| O que se pede |
Escreva a continuação do texto sobre a proposta do PAICV de renegociar a privatização da TACV, começando logo após a última frase apresentada.

| Excerto selecionado |
● ● ●

PAICV quer renegociar privatização da TACV com retoma dos voos domésticos em Cabo Verde
Em entrevista a propósito das eleições legislativas de 18 de abril, em que assume o objetivo de o Partido Africano da Independência de Cabo Verde (PAICV, oposição desde 2016) voltar ao poder, Janira Hopffer Almada sustenta que os transportes “são estratégicos” e um “fator de coesão territorial e garantia de mobilidade de pessoas e de cargas”, criticando as opções do Governo (MpD) durante esta legislatura.
Desde logo contesta a privatização da companhia aérea de bandeira Transportes Aéreos de Cabo Verde (TACV), com a venda de 51% a investidores islandeses em março de 2019, já depois de deixar de operar voos domésticos e passando a centrar-se apenas nas ligações internacionais, na gestão privada.
“Pretendemos renegociar o acordo de privatização dos TACV, até porque entendemos que não é um acordo que proteja os interesses nacionais e que dê garantias. Ou seja, que cumpre o objetivo final dos transportes, que é fazer a ligação e garantir a coesão territorial”, afirma.
“Nesse sentido, renegociar o acordo é a primeira prioridade, mas também claramente que pretendemos renovar, reestruturar e recapitalizar a companhia de bandeira”, acrescenta.
Num contexto em que há vários anos Cabo Verde conta apenas com um operador aéreo dos voos domésticos (liderada pela companhia Binter, das Canárias, Espanha), Janira Hopffer Almada diz que essa renegociação da privatização da TACV – que passou a designar-se comercialmente Cabo Verde Airlines e que há um ano está totalmente parada devido à pandemia de covid-19 – implicará a retoma das ligações aéreas internas.
O objetivo é “recuperar as operações domésticas” na TACV, sublinha, com um “ponto essencial” que é estabelecer uma “garantia de serviço público obrigatório” nessas ligações.
“Nós não podemos ter ilhas com um voo semanal em Cabo Verde. Se nós não temos serviços de saúde com respostas suficientes para essas ilhas. Portanto, é uma questão de soberania, de dignidade, mas também de garantir os direitos básicos previstos na Constituição”, afirma.

● ● ●

| Dados fornecidos |
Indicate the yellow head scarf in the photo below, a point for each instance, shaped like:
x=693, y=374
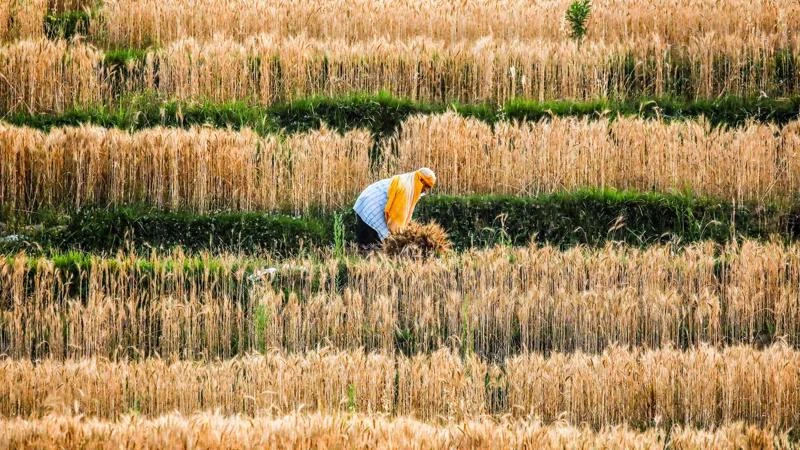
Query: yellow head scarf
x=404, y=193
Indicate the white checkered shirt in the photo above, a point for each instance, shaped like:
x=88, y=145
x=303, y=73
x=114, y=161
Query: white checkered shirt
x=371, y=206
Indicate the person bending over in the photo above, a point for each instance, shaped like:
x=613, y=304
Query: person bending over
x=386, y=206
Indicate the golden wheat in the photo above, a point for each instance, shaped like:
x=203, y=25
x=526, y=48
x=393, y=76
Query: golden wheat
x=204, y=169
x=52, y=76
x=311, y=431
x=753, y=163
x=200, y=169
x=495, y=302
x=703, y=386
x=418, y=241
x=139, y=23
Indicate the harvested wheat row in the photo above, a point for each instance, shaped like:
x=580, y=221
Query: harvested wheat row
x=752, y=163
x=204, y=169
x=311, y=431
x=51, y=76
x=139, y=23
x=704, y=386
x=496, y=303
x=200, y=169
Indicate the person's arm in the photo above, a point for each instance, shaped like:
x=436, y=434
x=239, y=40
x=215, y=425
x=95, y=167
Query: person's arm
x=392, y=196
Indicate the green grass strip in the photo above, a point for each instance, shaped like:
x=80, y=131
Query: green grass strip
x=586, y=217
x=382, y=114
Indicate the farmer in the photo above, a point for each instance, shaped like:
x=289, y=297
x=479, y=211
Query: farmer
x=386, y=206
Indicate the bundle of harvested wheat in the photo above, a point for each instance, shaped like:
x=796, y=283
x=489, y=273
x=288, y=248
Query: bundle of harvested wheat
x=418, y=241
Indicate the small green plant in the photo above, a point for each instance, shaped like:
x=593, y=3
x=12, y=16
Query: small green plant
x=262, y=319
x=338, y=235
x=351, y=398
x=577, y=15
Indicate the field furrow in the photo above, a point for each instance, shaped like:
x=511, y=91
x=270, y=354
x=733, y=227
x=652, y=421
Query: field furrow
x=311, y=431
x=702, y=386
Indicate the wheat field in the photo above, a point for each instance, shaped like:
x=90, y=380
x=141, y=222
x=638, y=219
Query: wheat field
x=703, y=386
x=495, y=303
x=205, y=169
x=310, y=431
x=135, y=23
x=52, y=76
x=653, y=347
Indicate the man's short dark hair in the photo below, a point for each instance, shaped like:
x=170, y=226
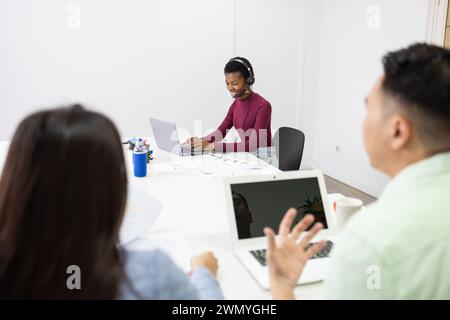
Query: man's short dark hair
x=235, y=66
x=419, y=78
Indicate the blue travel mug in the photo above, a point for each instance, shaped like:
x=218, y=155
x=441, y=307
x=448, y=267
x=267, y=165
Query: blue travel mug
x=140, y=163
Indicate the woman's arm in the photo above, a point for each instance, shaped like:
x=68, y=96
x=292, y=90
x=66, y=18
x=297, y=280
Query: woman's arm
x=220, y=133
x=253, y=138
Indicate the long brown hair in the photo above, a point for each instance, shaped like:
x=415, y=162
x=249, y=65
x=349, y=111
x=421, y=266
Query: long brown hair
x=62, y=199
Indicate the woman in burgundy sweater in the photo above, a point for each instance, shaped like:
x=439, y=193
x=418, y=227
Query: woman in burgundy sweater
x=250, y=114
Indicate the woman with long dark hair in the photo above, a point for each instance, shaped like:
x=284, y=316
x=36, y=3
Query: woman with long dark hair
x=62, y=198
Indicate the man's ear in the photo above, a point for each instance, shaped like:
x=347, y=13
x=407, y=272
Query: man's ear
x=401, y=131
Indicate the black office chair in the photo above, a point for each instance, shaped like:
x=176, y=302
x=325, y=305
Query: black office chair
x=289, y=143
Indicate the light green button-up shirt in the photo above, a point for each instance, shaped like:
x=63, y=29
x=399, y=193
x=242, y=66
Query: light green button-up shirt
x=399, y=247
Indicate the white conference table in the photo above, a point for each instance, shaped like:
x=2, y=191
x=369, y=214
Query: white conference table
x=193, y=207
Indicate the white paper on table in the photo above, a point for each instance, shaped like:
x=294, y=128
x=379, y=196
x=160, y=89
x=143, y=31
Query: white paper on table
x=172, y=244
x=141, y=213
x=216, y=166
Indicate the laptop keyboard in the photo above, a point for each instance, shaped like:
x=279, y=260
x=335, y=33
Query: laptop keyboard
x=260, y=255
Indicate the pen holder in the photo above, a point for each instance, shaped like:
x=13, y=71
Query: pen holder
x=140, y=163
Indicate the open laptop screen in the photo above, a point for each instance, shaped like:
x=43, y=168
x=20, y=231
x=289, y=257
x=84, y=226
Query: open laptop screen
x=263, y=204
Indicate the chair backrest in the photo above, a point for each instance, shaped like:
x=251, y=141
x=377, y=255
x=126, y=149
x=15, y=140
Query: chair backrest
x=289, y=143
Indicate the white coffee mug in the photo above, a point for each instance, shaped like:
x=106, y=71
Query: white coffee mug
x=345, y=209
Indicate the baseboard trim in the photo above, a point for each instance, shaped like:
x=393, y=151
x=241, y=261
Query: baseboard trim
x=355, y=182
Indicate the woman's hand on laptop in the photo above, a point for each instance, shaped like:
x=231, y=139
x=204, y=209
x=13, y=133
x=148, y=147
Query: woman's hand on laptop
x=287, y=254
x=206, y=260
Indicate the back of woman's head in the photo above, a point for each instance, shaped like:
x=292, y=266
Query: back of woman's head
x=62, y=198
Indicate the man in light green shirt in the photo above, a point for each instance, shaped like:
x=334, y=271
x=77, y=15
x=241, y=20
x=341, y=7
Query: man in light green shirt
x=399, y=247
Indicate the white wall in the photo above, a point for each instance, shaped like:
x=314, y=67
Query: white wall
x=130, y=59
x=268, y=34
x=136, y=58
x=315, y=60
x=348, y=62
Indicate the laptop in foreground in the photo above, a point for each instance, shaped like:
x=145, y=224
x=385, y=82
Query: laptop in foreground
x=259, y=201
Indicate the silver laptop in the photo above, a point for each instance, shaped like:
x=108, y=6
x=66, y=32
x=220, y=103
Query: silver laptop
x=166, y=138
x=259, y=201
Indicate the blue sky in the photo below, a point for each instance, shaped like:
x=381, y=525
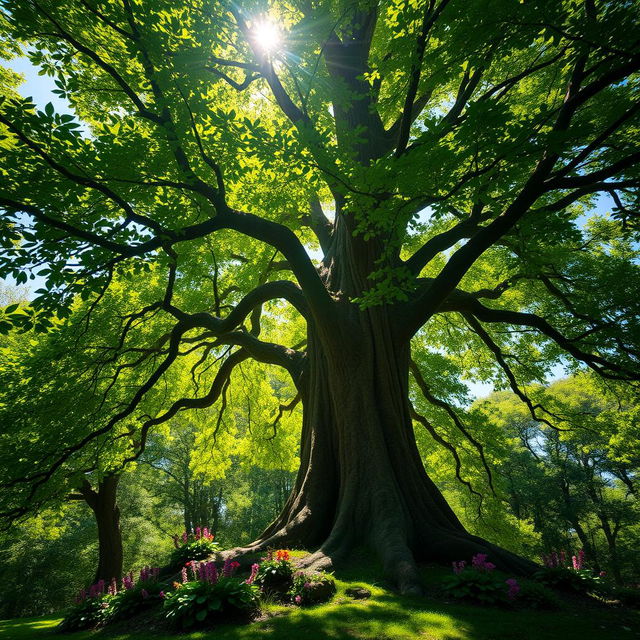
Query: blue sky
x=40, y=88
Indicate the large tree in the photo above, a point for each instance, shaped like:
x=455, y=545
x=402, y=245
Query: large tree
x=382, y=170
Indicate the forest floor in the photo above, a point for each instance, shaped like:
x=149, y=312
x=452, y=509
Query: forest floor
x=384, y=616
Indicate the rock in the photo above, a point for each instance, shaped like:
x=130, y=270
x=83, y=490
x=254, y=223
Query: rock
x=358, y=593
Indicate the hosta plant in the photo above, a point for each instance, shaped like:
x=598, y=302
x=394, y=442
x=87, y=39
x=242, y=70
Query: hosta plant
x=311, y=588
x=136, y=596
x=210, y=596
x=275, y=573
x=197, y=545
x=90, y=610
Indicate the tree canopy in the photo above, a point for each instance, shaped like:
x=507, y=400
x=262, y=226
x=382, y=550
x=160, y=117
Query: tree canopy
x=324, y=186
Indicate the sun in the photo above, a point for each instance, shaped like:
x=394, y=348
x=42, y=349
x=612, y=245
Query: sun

● ● ●

| Resultado do exercício |
“Sempre defendi e continuo a defender, agora com muito mais convicção, que a definição da política de transportes deve ser competência do Governo da República, sobretudo considerando a nossa natureza arquipelágica, feita de ilhas, e com uma imensa e valiosa diáspora”, acrescenta.
O tema dos transportes aéreos e o modelo de privatização seguido pelo atual Governo, liderado pelo Movimento para a Democracia (MpD), tem sido tema da pré-campanha eleitoral, mas Janira Hopffer Almada assegura que as mudanças que preconiza na companhia aérea, através da retoma do controlo pelo Estado, têm de ser acompanhadas por um “reforço” dos poderes da regulação do setor.
“Somos a favor da concorrência. O monopólio não beneficia nem o país nem os utentes”, assume, acrescentando que o Estado “não pode abrir mão da sua competência de definir a política de transportes”.
Medidas que visam diretamente investimentos externos em Cabo Verde, mas com a líder do PAICV a refutar as acusações recorrentes da maioria MpD, que aponta ao partido preconceito para com os investidores estrangeiros que apostam no país.
“É uma ideia que querem criar”, responde, recordando que o PAICV “é que liderou todos os processos de adesão de Cabo Verde às principais organizações ou acordos a nível internacional”.
“O PAICV demonstrou, ao longo do seu percurso, na oposição ou na governação, que valoriza as relações de cooperação, que valoriza as relações bilaterais e multilaterais e tem demonstrado essa valorização na prática, com resultados concretos”, assume.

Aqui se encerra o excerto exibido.